EXERCISE GOAL
Can you print every line below verbatim, leaving the pictures out?

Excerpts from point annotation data
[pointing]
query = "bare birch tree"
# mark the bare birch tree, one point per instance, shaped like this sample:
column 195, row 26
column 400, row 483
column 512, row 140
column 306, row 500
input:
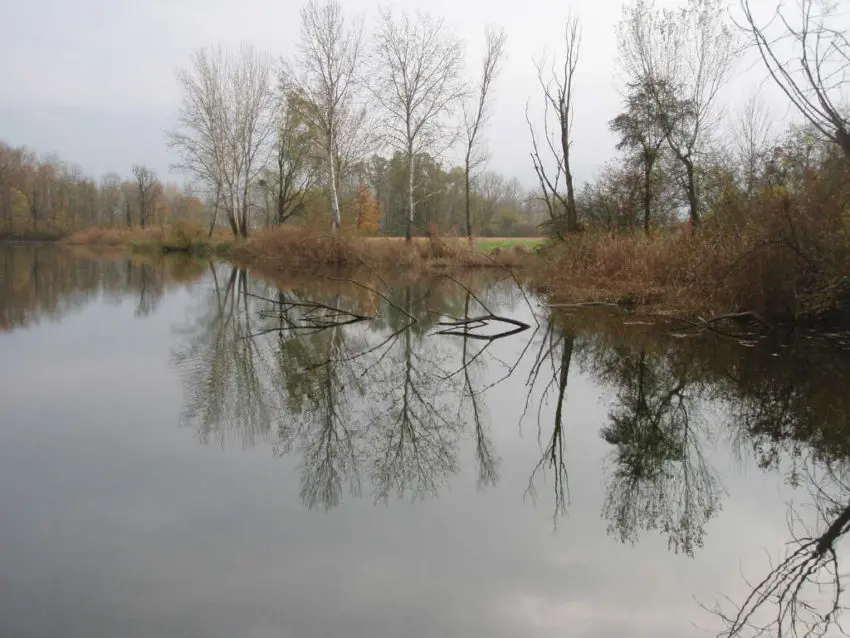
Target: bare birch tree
column 807, row 54
column 681, row 58
column 145, row 180
column 416, row 83
column 475, row 116
column 557, row 86
column 293, row 169
column 327, row 77
column 225, row 124
column 752, row 140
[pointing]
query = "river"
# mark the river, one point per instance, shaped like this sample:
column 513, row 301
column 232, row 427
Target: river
column 187, row 450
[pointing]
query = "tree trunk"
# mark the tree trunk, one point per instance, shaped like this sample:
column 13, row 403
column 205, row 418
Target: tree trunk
column 336, row 219
column 466, row 202
column 410, row 165
column 691, row 187
column 243, row 223
column 572, row 221
column 647, row 190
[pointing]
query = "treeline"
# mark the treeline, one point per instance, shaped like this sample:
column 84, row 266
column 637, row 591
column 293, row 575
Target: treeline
column 682, row 155
column 309, row 134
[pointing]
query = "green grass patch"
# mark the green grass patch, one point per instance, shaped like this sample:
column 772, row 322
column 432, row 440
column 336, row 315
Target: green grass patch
column 489, row 244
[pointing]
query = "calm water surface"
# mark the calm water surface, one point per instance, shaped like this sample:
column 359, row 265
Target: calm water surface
column 188, row 451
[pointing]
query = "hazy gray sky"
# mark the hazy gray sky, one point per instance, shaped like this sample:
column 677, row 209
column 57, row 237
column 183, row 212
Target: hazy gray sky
column 93, row 80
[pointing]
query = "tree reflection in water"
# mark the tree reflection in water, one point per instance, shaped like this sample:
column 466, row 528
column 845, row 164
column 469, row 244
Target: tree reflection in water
column 353, row 380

OUTPUT BELOW
[pointing]
query = "bare birch tree"
# mark the bare birch tree, one point per instance, shaped like this sample:
column 195, row 26
column 400, row 483
column 512, row 140
column 306, row 500
input:
Target: bare birch tree
column 807, row 54
column 681, row 58
column 145, row 180
column 416, row 83
column 475, row 116
column 557, row 86
column 293, row 169
column 327, row 77
column 225, row 124
column 752, row 140
[pointing]
query = "river"
# mark the river, one point per instance, shaped like this sample:
column 513, row 301
column 232, row 427
Target: river
column 187, row 450
[pointing]
query = "tree trunk"
# mark the tree trunk, one point per instance, shaped like this sample:
column 13, row 403
column 205, row 418
Target: tree trunk
column 336, row 219
column 466, row 202
column 410, row 165
column 691, row 187
column 243, row 223
column 572, row 221
column 647, row 190
[pointing]
query = "treeline"
# mark the treeline, one point per instance, shaped like this sample:
column 84, row 266
column 637, row 591
column 293, row 575
Target: treeline
column 682, row 155
column 309, row 134
[pointing]
query = "green grass patch"
# mark the green grass patch, one point per instance, shaped like this sample:
column 772, row 322
column 432, row 440
column 336, row 315
Target: green grass patch
column 489, row 244
[pointing]
query = "calm water surface"
# mark the calm water surface, one point per instance, shaped like this sample:
column 359, row 265
Target: calm water surface
column 188, row 451
[pointing]
query = "hazy gray sky"
# mark the hazy gray sky, one point per instance, shaped like this sample:
column 677, row 209
column 57, row 237
column 183, row 212
Target: hazy gray sky
column 93, row 80
[pointing]
query = "tree reflection in water"
# mark the tree reflection in water, one point per instance, shaped like this sample:
column 466, row 528
column 845, row 164
column 469, row 244
Target: tree reflection in water
column 353, row 380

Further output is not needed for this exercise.